Activity :: How many lines of the entries hold the string "them"? Reply with the number alone.

(Stored records)
────────────────────────────────────────
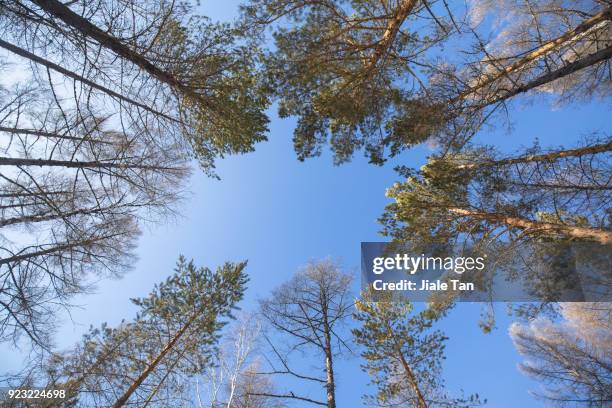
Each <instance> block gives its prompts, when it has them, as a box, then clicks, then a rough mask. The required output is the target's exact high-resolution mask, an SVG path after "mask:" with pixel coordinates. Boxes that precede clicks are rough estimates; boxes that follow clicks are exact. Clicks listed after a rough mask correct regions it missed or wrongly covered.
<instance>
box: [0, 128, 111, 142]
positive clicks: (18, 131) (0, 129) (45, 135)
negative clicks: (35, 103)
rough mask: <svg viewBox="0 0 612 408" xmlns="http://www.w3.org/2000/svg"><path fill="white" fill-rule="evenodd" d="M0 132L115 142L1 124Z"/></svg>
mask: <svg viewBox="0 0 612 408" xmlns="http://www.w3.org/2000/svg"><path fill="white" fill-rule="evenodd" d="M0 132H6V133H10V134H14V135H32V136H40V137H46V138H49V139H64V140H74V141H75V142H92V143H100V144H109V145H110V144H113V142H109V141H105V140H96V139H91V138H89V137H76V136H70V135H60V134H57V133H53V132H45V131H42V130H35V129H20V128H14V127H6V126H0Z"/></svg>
────────────────────────────────────────
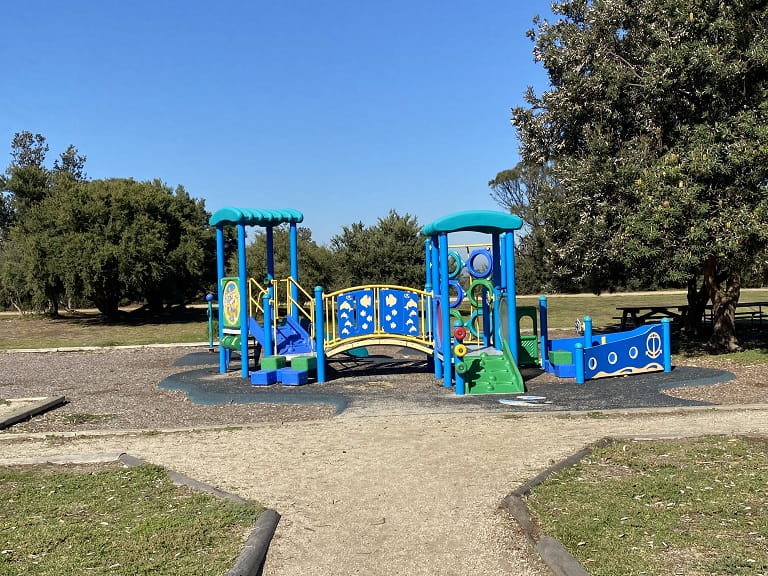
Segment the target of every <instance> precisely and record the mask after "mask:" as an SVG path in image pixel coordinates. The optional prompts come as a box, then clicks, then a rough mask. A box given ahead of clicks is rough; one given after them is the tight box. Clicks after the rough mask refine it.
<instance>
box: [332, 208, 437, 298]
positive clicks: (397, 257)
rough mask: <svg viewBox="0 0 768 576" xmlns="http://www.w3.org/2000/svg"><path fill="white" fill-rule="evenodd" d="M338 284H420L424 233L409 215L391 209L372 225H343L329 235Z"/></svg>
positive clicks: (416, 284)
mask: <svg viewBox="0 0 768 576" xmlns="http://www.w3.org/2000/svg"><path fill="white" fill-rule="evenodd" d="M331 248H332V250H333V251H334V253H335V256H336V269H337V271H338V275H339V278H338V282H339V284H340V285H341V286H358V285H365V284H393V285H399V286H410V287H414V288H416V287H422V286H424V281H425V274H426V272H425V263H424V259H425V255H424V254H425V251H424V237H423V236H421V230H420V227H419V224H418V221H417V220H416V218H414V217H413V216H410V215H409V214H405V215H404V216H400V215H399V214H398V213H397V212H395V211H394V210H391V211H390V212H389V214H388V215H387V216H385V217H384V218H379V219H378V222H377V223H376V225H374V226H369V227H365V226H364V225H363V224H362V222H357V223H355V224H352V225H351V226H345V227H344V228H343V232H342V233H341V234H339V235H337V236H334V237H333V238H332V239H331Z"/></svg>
────────────────────────────────────────
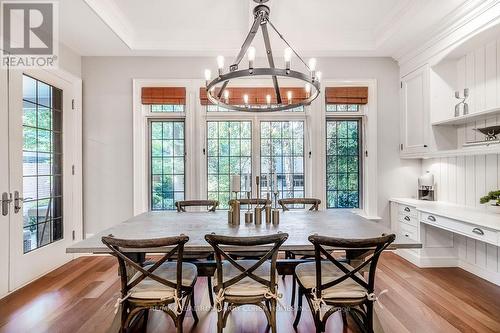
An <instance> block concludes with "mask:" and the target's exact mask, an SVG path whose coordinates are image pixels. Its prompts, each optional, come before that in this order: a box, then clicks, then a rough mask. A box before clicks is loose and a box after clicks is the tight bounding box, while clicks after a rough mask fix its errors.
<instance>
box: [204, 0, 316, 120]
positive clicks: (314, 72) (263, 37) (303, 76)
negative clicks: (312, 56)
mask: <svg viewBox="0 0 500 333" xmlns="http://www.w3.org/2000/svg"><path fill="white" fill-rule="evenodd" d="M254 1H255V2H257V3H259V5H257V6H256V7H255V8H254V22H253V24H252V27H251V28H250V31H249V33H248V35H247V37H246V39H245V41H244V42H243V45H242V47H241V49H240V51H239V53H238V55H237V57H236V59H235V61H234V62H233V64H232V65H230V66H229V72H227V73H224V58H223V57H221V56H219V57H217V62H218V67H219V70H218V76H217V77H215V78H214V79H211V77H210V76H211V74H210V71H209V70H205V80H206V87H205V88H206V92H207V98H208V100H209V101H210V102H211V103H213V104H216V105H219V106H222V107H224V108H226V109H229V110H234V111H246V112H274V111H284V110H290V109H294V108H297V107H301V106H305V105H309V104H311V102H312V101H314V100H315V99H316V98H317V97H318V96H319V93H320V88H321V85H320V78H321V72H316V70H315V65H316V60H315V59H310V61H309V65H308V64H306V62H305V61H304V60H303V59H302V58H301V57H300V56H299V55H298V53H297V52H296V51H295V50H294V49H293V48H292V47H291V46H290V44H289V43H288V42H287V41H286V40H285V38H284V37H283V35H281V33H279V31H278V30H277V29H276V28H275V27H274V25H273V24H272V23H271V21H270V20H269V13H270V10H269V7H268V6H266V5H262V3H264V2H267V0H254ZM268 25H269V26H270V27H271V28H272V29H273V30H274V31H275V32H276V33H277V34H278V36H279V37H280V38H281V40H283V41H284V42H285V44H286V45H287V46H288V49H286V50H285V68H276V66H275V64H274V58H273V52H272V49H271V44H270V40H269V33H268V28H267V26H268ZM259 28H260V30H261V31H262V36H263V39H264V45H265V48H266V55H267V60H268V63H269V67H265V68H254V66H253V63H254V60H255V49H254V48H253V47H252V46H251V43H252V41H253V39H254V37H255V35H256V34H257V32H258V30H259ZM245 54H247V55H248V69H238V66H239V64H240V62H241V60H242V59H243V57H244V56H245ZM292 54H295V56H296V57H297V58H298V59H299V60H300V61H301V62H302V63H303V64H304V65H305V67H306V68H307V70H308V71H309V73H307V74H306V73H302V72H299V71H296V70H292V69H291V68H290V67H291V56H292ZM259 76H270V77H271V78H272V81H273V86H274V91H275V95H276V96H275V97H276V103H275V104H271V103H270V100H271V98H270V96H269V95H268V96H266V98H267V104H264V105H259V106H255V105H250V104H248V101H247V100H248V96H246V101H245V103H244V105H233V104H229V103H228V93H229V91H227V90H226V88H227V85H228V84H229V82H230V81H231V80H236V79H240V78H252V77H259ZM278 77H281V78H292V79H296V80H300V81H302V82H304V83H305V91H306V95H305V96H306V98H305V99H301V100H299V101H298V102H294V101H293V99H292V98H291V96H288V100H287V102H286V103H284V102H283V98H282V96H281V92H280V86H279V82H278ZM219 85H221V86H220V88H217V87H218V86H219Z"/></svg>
────────────────────────────────────────
Output below :: 2